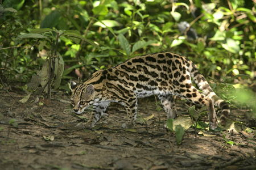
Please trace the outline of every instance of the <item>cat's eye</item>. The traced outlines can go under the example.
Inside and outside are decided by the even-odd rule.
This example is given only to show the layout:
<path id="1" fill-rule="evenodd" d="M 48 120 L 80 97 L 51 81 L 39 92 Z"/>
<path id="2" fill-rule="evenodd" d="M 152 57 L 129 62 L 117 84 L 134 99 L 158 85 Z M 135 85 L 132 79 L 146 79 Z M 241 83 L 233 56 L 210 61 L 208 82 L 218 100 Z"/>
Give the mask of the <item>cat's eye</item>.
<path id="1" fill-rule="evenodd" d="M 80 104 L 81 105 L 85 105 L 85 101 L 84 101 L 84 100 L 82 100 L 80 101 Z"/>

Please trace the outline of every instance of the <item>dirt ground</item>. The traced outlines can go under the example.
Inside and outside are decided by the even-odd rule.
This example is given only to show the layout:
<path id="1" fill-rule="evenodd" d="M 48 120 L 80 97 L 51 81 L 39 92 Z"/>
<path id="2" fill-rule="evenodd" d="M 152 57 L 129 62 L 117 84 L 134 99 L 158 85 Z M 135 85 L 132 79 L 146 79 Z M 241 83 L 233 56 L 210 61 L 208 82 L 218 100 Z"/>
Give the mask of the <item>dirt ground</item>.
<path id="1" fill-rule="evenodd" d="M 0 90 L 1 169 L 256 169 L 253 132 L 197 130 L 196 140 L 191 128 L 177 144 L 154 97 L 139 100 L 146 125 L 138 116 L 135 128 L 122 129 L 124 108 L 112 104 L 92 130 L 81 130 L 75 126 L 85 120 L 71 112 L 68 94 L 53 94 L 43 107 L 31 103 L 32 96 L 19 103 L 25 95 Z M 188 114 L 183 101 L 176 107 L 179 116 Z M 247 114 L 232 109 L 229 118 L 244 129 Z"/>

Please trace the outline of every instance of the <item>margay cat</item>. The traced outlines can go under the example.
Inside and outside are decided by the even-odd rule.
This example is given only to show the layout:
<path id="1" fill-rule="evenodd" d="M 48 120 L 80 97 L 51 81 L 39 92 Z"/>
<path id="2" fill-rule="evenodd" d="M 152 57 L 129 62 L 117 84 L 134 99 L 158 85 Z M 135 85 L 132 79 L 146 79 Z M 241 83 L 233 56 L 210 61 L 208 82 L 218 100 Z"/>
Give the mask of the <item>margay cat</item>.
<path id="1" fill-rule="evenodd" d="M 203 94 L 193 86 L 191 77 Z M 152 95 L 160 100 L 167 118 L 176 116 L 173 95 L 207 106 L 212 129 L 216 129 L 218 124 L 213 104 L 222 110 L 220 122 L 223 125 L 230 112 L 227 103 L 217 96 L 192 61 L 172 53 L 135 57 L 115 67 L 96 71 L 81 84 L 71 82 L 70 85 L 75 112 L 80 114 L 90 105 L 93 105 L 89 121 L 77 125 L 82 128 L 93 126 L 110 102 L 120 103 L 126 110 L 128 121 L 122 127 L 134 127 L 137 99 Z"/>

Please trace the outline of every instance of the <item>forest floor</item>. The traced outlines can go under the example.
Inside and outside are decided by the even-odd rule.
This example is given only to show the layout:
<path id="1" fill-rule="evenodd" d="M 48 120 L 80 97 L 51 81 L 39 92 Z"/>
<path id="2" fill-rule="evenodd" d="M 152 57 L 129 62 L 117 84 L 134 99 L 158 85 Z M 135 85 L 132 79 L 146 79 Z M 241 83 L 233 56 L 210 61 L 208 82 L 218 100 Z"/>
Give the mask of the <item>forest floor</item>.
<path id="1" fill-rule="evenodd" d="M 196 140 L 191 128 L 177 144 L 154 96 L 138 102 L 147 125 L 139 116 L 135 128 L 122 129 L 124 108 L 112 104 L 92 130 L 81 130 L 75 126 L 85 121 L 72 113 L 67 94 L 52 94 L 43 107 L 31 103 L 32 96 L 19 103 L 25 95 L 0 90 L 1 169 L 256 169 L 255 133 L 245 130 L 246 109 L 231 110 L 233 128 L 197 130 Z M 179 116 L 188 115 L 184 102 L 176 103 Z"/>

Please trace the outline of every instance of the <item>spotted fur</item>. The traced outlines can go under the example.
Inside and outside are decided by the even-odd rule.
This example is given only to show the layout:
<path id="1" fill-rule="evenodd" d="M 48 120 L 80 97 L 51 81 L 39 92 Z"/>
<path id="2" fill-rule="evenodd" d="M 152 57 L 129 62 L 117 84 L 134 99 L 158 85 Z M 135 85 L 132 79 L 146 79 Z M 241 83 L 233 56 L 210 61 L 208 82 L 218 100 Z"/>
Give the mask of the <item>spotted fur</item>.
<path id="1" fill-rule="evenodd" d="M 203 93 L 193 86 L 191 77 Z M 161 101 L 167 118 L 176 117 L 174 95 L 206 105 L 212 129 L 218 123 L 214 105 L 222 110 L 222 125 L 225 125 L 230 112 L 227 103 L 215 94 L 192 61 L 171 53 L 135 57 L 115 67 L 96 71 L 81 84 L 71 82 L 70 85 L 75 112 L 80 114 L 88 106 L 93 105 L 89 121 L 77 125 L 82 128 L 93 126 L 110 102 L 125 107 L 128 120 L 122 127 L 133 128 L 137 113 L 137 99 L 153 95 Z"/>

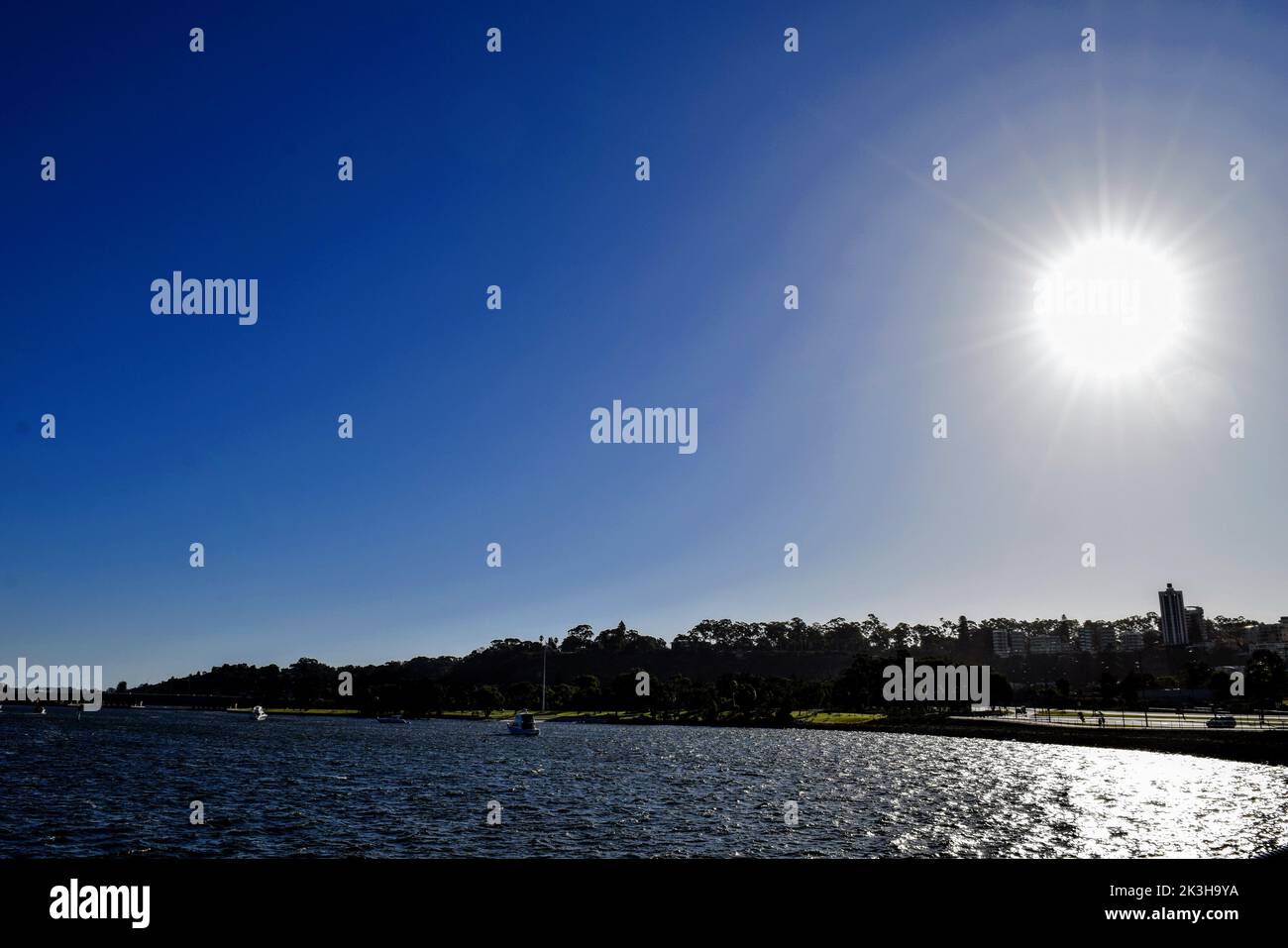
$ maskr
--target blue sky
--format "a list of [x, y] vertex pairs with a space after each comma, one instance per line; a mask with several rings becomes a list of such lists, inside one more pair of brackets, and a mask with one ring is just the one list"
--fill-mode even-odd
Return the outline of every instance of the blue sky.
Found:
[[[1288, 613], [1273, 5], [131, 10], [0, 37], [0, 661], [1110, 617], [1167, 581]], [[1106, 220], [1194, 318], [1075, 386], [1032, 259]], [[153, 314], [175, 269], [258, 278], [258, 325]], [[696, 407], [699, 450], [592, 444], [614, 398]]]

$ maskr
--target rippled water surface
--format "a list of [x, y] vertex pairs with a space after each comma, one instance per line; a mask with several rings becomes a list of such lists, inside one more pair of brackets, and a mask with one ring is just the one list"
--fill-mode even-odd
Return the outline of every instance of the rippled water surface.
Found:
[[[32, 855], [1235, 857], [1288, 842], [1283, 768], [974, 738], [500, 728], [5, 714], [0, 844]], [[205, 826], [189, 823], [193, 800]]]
^^^^
(The request): Turn the lines above into a numbered list, leaving out blank lines and the pictures.

(Task response):
1. Please trace the outline of every instance of the <item>cat's eye</item>. The traced outlines can go under the example.
2. Inside and outside are decided by the even-odd rule.
3. This example is given only to show the layout:
4. <path id="1" fill-rule="evenodd" d="M 48 120 L 80 97 L 51 81 L 39 92 Z"/>
5. <path id="2" fill-rule="evenodd" d="M 152 57 L 129 62 L 117 84 L 134 99 L 158 85 Z M 135 85 L 132 79 L 146 79 Z M 241 83 L 233 56 L 210 61 L 208 82 L 218 100 Z"/>
6. Give the mask of the <item>cat's eye</item>.
7. <path id="1" fill-rule="evenodd" d="M 80 104 L 81 105 L 85 105 L 85 101 L 84 101 L 84 100 L 82 100 L 80 101 Z"/>
8. Please trace the outline of every instance of the <item>dirt ground</item>. The traced outlines can go under the example.
9. Inside and outside are decided by the even-odd rule.
10. This example is given only to show the layout:
11. <path id="1" fill-rule="evenodd" d="M 48 120 L 80 97 L 51 81 L 39 92 Z"/>
12. <path id="2" fill-rule="evenodd" d="M 152 57 L 129 62 L 117 84 L 134 99 L 158 85 Z M 135 85 L 132 79 L 146 79 Z M 241 83 L 233 56 L 210 61 L 208 82 L 218 100 Z"/>
13. Give the mask of the <item>dirt ground</item>.
14. <path id="1" fill-rule="evenodd" d="M 0 90 L 1 169 L 256 169 L 253 132 L 197 130 L 196 140 L 191 128 L 177 144 L 154 97 L 139 100 L 146 125 L 138 116 L 135 128 L 122 129 L 124 108 L 112 104 L 92 130 L 81 130 L 75 126 L 85 120 L 71 112 L 68 94 L 53 94 L 43 107 L 31 103 L 32 96 L 19 103 L 25 95 Z M 188 114 L 183 101 L 176 107 L 179 116 Z M 247 114 L 232 109 L 229 118 L 244 129 Z"/>
15. Please trace the outline of every instance of the <item>margay cat</item>. The traced outlines can go under the example.
16. Inside and outside are decided by the even-odd rule.
17. This example is given only to show the layout:
18. <path id="1" fill-rule="evenodd" d="M 48 120 L 80 97 L 51 81 L 39 92 Z"/>
19. <path id="2" fill-rule="evenodd" d="M 152 57 L 129 62 L 117 84 L 134 99 L 158 85 Z M 135 85 L 132 79 L 146 79 Z M 241 83 L 233 56 L 210 61 L 208 82 L 218 100 Z"/>
20. Give the mask of the <item>margay cat</item>.
21. <path id="1" fill-rule="evenodd" d="M 203 94 L 193 86 L 191 77 Z M 152 95 L 160 100 L 167 118 L 176 116 L 173 95 L 207 106 L 212 129 L 216 129 L 218 124 L 213 104 L 222 110 L 220 122 L 223 125 L 230 112 L 227 103 L 217 96 L 192 61 L 172 53 L 135 57 L 115 67 L 96 71 L 81 84 L 71 82 L 70 85 L 75 112 L 80 114 L 90 105 L 93 105 L 89 121 L 77 125 L 82 128 L 93 126 L 110 102 L 120 103 L 126 110 L 128 121 L 122 127 L 134 127 L 137 99 Z"/>
22. Please trace the outline of every instance of the <item>forest floor</item>. The traced outlines can go under the example.
23. Inside and outside are decided by the even-odd rule.
24. This example is given only to show the layout:
25. <path id="1" fill-rule="evenodd" d="M 48 120 L 80 97 L 51 81 L 39 92 Z"/>
26. <path id="2" fill-rule="evenodd" d="M 152 57 L 129 62 L 117 84 L 134 99 L 158 85 Z M 135 85 L 132 79 L 146 79 Z M 241 83 L 233 56 L 210 61 L 208 82 L 218 100 Z"/>
27. Give the mask of the <item>forest floor</item>.
28. <path id="1" fill-rule="evenodd" d="M 196 140 L 191 128 L 177 144 L 154 96 L 138 102 L 147 125 L 139 116 L 135 128 L 122 129 L 124 108 L 112 104 L 92 130 L 81 130 L 75 126 L 85 121 L 72 113 L 67 94 L 52 94 L 43 107 L 31 103 L 32 96 L 19 103 L 25 95 L 0 90 L 1 169 L 256 169 L 255 133 L 245 130 L 246 109 L 231 110 L 233 128 L 197 130 Z M 179 116 L 188 115 L 184 102 L 176 103 Z"/>
29. Please trace the outline of every instance of the <item>spotted fur</item>. The traced outlines can go under the example.
30. Inside and outside are decided by the even-odd rule.
31. This example is given only to show the layout:
32. <path id="1" fill-rule="evenodd" d="M 48 120 L 80 97 L 51 81 L 39 92 Z"/>
33. <path id="2" fill-rule="evenodd" d="M 152 57 L 129 62 L 117 84 L 134 99 L 158 85 Z M 135 85 L 132 79 L 146 79 Z M 241 83 L 233 56 L 210 61 L 208 82 L 218 100 Z"/>
34. Give the mask of the <item>spotted fur</item>.
35. <path id="1" fill-rule="evenodd" d="M 203 93 L 193 86 L 191 77 Z M 161 101 L 167 118 L 176 117 L 174 95 L 206 105 L 212 129 L 218 123 L 214 105 L 222 110 L 222 125 L 225 125 L 230 112 L 227 103 L 215 94 L 192 61 L 171 53 L 135 57 L 115 67 L 96 71 L 81 84 L 71 82 L 70 85 L 75 112 L 80 114 L 88 106 L 93 105 L 89 121 L 77 125 L 82 128 L 93 126 L 110 102 L 125 107 L 128 120 L 122 127 L 133 128 L 137 113 L 137 99 L 153 95 Z"/>
36. $ maskr
37. --target blue sky
38. --format "a list of [x, y] vertex pairs with a space after each comma, one instance per line; a mask with several rings becomes a list of such lists, inside one more pair of brackets, and a mask with one ring is just the one list"
39. --fill-mode even-odd
40. Return the outline of every instance of the blue sky.
41. Found:
42. [[[1288, 613], [1273, 5], [131, 10], [0, 37], [0, 661], [1110, 617], [1167, 581]], [[1106, 220], [1194, 318], [1075, 386], [1032, 259]], [[153, 314], [175, 269], [258, 278], [258, 325]], [[696, 407], [699, 450], [592, 444], [614, 398]]]
43. $ maskr
44. --target rippled water surface
45. --format "a list of [x, y] vertex pairs with a space after each comma, one instance per line; a mask with several rings becomes a list of such lists, inside one more pair of brackets, and a mask with one ring is just the one list"
46. --fill-mode even-odd
47. Return the outline of every instance of the rippled water surface.
48. Found:
49. [[[32, 855], [1235, 857], [1288, 842], [1283, 768], [974, 738], [500, 728], [5, 714], [0, 844]], [[205, 826], [189, 823], [193, 800]]]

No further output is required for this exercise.